Alfred Adegoke stood apart and refused to join a government that was only pro-people in the propaganda of the state’s Ministry of Information. While many of the deserters of the pro-democracy struggle were attempting amusingly to justify, for example, the “half salary” policy in Osun, Alfred Adegoke was churning out from his Station Road, Osogbo Chambers tons of statements and declarations to rouse Osun workers to struggle for full payment of their salary like the activist he has been since his undergraduate days as the Secretary General of the Students’ Union of Obafemi Awolowo University, Ile-Ife, a school where he had studied law.
As the Osun State Coordinator of the Campaign for a Democratic Workers’ Rights, Alfred Adegoke would join the march of workers on May Day (Workers’ Day), raising placards to his former comrades and acquaintances, who by that time have transformed unconscionably to the new oppressors and exploiters in town. We should all be wondering what might be going on in the minds of these former acquaintances of Alfred Adegoke – perhaps, they could have been assuring themselves how asinine Alfred was for shunning the short cut to sudden wealth – political appointment – by refusing to curry appointment from the Aregbesola government.
He was later to be embarrassed, harassed and even physically assaulted by his former acquaintances in the struggle, who employed the Police and Department of State Services (DSS) at their disposal to attempt to stifle his loud and clear voice of opposition to the Aregbesola’s regime. Sometimes in July 2015, that was exactly what happened when the men of the DSS invaded his office, tore his clothes and ransacked his files and documents – violating the sacred principle of attorney-client confidentiality by unlawfully looking through the files he kept of his legal representation of his several clients.
At the DSS detention facility in Osogbo, he was detained and told to stop issuing statements in support of the struggles of workers and pensioners of the state in his capacity as the then Chairman of the SPN in Osun. At the time Alfred Adegoke was lending his voice and articulating the demands of the oppressed strata of the Osun society, the SPN was at the federal high court Abuja challenging the refusal of Independent National Electoral Commission to register the party officially. Alfred was also at this time challenging at the Federal High Court Osogbo the unlawful invasion of his chambers at Station Road, Osogbo by men of the DSS. Both parties won their respective suits before the courts – the courts ordered the immediate registration of the SPN and the payment by the DSS of N500, 000 (about US $ 1380) in damages to Barrister Alfred Adegoke for the physical and psychological losses he incurred during that Gestapo-styled invasion of his chambers.
In a twist of fate that should underline the essence of steadfastness and consistency in human endeavours, Alfred Adegoke won the nomination ticket of the SPN to stand as the gubernatorial candidate of the party in the forthcoming Osun state gubernatorial election. He is presently going around the streets of Osogbo, from market places to the “unmotorable” communities hidden behind the facade of the city-centres, sensitising Osun people on his programmes and unique political ideology as a socialist contestant.

Data excerpt ▸
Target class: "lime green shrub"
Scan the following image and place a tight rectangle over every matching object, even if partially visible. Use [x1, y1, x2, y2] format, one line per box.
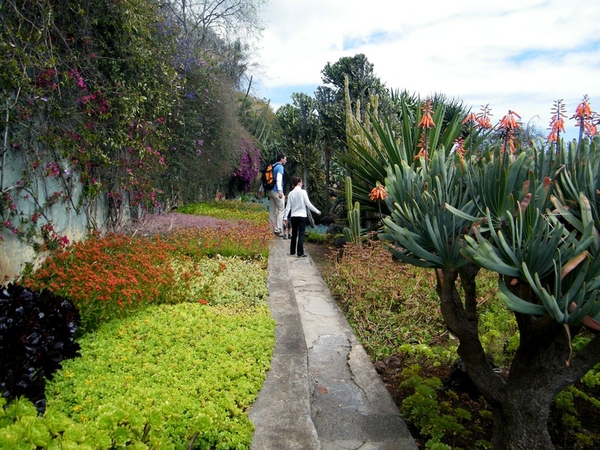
[42, 303, 274, 449]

Exercise requirements ▸
a. Print the passage of the Alfred Adegoke text from "In a twist of" up to and including "a socialist contestant.".
b. Using the Alfred Adegoke text, explain in one to three sentences why the DSS was ordered to pay Adegoke N500,000.
c. For each statement, say whether it agrees with the Alfred Adegoke text, answering yes or no and quoting the deciding words: (i) Adegoke studied law at Obafemi Awolowo University. (ii) The DSS invaded his office in July 2017. (iii) The court refused to order the registration of the SPN.
The data has nothing to do with any of this.

Answers by task ▸
a.
In a twist of fate that should underline the essence of steadfastness and consistency in human endeavours, Alfred Adegoke won the nomination ticket of the SPN to stand as the gubernatorial candidate of the party in the forthcoming Osun state gubernatorial election. He is presently going around the streets of Osogbo, from market places to the “unmotorable” communities hidden behind the facade of the city-centres, sensitising Osun people on his programmes and unique political ideology as a socialist contestant.

b. The Federal High Court Osogbo awarded him the sum as damages for the physical and psychological losses he incurred when DSS men invaded his chambers at Station Road, Osogbo. He had challenged that invasion in court as unlawful and won.

c.
(i) Yes: "a school where he had studied law."
(ii) No: "Sometimes in July 2015, that was exactly what happened when the men of the DSS invaded his office."
(iii) No: "the courts ordered the immediate registration of the SPN."